Excerpt provided »
Too often, individuals suffering from serious mental illnesses — those in greatest need of care — have been isolated and cared for outside of traditional health care, as in the asylums of the past. There, mental health care was separate from, and far from equal to, traditional health care.

Why the disconnect? Psychiatry has been hampered by an inability to observe and record the physical workings of the brain. Because of that, psychiatric assessments and treatments have been viewed as somewhat mysterious. Even today, the underlying mechanisms behind some of the most powerful and effective psychiatric treatments are still poorly understood. All of that translates into the difficulty that many people have finding help for real, disabling symptoms attributed to a mental illness or addiction.

However, just as other fields of medicine have evolved as knowledge advanced during the past century, psychiatry has also made profound gains. Advances emerging from unlocking the brain’s physiology and biochemistry are coming at a time when mental health care is being integrated into traditional health care. The potential has never been greater to finally bring psychiatry quite literally under the same roof as the rest of medicine.

What the task asks » Extend the passage about bringing psychiatry into mainstream medicine, picking up after its final sentence.

Excerpts from a dataset

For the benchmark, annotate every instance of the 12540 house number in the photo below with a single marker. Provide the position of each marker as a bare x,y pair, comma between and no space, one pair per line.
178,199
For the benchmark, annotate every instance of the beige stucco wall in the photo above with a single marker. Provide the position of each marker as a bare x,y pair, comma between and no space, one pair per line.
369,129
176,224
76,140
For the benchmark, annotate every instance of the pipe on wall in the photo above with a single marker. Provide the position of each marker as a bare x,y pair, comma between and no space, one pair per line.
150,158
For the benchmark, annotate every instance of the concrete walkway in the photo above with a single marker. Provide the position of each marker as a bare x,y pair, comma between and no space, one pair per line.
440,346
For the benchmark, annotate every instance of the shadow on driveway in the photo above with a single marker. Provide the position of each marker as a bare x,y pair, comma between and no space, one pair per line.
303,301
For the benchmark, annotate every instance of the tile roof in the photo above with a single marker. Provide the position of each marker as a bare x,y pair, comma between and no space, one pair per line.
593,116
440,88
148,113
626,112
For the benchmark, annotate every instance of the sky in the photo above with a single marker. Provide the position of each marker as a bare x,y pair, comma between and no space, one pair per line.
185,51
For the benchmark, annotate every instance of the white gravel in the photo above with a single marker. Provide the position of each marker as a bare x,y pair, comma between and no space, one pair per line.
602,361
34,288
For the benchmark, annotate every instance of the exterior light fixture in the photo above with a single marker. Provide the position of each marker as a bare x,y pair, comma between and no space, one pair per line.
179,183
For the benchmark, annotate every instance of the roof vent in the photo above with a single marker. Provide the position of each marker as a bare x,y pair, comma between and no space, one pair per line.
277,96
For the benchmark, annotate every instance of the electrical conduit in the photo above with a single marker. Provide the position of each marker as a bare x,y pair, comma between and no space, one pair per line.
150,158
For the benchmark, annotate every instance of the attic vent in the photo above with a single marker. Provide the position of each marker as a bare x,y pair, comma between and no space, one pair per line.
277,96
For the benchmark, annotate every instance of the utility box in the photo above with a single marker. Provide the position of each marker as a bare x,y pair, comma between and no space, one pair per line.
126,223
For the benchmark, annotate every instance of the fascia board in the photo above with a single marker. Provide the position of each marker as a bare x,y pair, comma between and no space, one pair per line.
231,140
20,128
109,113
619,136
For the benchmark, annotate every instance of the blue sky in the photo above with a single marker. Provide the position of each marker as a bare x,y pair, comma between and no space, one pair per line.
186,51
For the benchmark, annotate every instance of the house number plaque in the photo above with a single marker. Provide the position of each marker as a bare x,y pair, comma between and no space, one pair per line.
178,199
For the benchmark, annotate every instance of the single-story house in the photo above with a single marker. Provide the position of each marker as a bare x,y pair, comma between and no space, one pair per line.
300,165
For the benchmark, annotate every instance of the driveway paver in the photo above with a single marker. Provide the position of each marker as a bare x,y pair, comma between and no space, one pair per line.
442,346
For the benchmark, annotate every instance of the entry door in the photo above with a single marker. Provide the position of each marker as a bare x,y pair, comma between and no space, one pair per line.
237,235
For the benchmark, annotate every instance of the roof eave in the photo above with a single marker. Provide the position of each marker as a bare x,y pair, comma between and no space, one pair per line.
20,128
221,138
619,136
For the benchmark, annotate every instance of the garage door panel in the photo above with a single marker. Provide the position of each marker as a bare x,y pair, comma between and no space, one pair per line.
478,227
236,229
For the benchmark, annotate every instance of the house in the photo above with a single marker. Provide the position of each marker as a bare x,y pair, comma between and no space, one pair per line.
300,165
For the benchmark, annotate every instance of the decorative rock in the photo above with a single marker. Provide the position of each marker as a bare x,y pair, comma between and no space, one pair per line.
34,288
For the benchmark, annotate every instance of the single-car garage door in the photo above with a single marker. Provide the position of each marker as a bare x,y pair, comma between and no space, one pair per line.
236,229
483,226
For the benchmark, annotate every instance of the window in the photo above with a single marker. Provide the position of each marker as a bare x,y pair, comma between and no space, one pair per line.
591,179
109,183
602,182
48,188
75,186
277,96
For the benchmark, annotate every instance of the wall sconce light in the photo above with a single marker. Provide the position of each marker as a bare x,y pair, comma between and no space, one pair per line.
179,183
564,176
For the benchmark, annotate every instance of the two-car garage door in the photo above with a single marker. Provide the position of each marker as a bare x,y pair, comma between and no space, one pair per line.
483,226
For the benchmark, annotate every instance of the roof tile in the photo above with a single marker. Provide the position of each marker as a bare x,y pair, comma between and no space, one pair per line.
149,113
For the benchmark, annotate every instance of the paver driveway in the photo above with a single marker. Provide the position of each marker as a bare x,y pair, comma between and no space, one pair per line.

Solved problem »
The Ohio State University Wexner Medical Center, where I work, offers an example of this kind of transformation. Now celebrating its centenary, the Ohio State Harding Hospital was founded as the Indianola Rest Home by Dr. George Harding II, younger brother of President Warren G. Harding. It was created as an asylum that provided quiet, nutrition, and a focus on spirituality.

Today, the hospital can address mental health issues as effectively as it treats trauma or cardiac arrest. This shift is occurring nationally, with community-involved, comprehensive mental health integration into hospitals in cities and rural communities alike.

Proven regimens for treating common mental disorders and addictions are aiding the “cure” rate and boosting public acceptance that such care works. Modern practices have the potential to improve public health and, perhaps equally important, engage families more actively in the care of individuals suffering from mental disorders and addictions.

I find it fascinating to see the commonsense approaches to treating mental illness once employed by the Indianola Rest Home increasingly being accepted within mainstream medicine. Bringing together the sensibilities and experience of the past with state-of-the-art modern medicine often makes good sense.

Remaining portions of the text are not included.